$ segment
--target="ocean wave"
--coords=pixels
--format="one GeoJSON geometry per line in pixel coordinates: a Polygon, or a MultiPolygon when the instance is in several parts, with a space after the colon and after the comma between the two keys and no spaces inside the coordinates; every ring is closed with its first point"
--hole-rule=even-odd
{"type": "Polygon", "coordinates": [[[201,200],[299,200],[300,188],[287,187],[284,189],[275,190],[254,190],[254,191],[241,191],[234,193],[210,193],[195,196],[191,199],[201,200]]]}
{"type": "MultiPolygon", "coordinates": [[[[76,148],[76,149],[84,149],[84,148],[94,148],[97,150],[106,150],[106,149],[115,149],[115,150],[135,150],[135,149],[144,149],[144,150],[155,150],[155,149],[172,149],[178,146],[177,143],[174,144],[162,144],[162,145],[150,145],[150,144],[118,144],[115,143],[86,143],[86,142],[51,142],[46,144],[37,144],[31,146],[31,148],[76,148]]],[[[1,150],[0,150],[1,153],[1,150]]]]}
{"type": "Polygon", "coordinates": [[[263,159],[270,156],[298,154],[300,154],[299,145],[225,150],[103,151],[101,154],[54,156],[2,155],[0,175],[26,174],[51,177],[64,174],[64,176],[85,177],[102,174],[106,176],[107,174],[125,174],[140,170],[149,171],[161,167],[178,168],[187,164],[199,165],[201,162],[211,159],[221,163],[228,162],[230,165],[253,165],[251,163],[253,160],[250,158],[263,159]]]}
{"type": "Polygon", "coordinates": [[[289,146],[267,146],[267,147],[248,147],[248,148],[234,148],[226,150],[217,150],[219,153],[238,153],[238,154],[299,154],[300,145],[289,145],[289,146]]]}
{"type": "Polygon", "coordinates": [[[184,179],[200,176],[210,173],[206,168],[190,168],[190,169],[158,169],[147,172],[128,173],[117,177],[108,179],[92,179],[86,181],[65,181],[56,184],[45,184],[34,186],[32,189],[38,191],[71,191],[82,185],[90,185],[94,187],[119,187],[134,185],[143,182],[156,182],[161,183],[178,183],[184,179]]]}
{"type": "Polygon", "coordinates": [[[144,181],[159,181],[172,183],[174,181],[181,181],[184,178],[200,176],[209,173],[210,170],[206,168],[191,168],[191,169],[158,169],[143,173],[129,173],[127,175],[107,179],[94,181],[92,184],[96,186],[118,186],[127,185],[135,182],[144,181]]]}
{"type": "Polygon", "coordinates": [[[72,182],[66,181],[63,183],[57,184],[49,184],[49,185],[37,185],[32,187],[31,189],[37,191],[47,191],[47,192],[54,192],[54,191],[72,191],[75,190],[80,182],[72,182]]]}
────────────────
• **Your objective**
Retype, exactly and with nothing added, the lines of the material above from the first through the one that contains "GeoJSON geometry per".

• **Result**
$ segment
--target="ocean wave"
--coords=pixels
--format="one GeoJSON geometry per line in pixel coordinates: a Polygon, or a MultiPolygon when the instance is in several parts, with a space after the colon and after the comma between the two keys and no spaces inside the coordinates; every ring is closed with its first point"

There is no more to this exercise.